## Begin RECORDS SUPPLIED

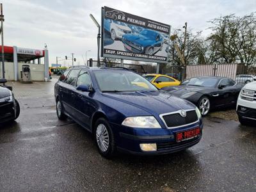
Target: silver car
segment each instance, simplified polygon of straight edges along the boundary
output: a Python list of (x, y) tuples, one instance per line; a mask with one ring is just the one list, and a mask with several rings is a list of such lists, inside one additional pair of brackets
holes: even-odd
[(236, 77), (236, 81), (237, 83), (248, 83), (256, 81), (256, 76), (252, 75), (238, 75)]

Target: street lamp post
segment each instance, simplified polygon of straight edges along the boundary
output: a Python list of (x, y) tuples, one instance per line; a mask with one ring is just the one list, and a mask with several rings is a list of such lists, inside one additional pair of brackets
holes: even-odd
[(91, 51), (91, 50), (88, 50), (85, 52), (85, 61), (86, 62), (86, 65), (88, 66), (88, 62), (87, 62), (87, 52)]
[(97, 53), (97, 65), (100, 66), (100, 26), (98, 22), (94, 18), (93, 15), (90, 14), (90, 17), (92, 20), (95, 24), (96, 26), (98, 28), (98, 35), (97, 36), (97, 45), (98, 45), (98, 53)]

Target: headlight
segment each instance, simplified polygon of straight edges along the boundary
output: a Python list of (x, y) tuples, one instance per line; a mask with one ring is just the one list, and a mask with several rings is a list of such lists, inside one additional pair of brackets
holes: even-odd
[(136, 128), (161, 128), (157, 120), (152, 116), (127, 117), (122, 125)]
[(194, 95), (196, 92), (190, 92), (188, 93), (183, 94), (180, 96), (181, 98), (186, 99), (188, 98), (189, 97), (191, 97), (192, 95)]
[(201, 115), (201, 112), (200, 111), (199, 109), (198, 108), (196, 107), (196, 113), (197, 115), (197, 117), (198, 118), (202, 118), (202, 115)]

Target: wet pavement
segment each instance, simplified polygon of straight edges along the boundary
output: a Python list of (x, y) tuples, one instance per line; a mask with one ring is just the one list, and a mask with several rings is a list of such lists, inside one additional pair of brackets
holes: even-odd
[(207, 117), (201, 141), (184, 152), (108, 160), (90, 133), (58, 120), (56, 79), (9, 83), (21, 113), (0, 125), (0, 191), (256, 191), (255, 127)]

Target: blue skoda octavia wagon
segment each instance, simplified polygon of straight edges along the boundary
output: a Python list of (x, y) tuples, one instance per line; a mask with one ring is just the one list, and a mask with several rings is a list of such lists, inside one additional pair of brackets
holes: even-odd
[(56, 111), (91, 132), (99, 153), (153, 155), (184, 150), (201, 139), (201, 115), (192, 103), (157, 90), (118, 68), (73, 67), (54, 87)]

## End RECORDS SUPPLIED

» **PROBLEM STATEMENT**
Can you reproduce everything from the start of the data above down to the line containing "45), (98, 53)]", requests included, with every coordinate in the answers shifted up by 76? Leave the pictures out of your reply.

» **RESPONSE**
Target: silver car
segment each instance, simplified polygon of straight edges along the boundary
output: a Python list of (x, y) tuples, one instance per line; a mask with one ring is just the one list, and a mask with several rings is a list of such lists, inside one additional pair of brackets
holes: even-odd
[(312, 153), (312, 157), (313, 159), (324, 159), (332, 157), (332, 152), (328, 151), (314, 151)]

Target: street lamp post
segment each instance, simplified polygon of straight edges along the boundary
output: a Python list of (x, y) tuples, one instance per line; a mask with one ring is just the one list, and a mask with several rings is a list of such lists, inside one additional pair of brackets
holes: even-odd
[(167, 127), (167, 126), (164, 126), (161, 128), (161, 137), (162, 138), (162, 141), (164, 142), (164, 138), (163, 138), (163, 128)]
[(173, 129), (173, 141), (176, 142), (176, 102), (174, 98), (170, 94), (169, 91), (166, 90), (166, 93), (168, 96), (171, 100), (172, 102), (174, 104), (174, 111), (173, 112), (173, 121), (174, 121), (174, 129)]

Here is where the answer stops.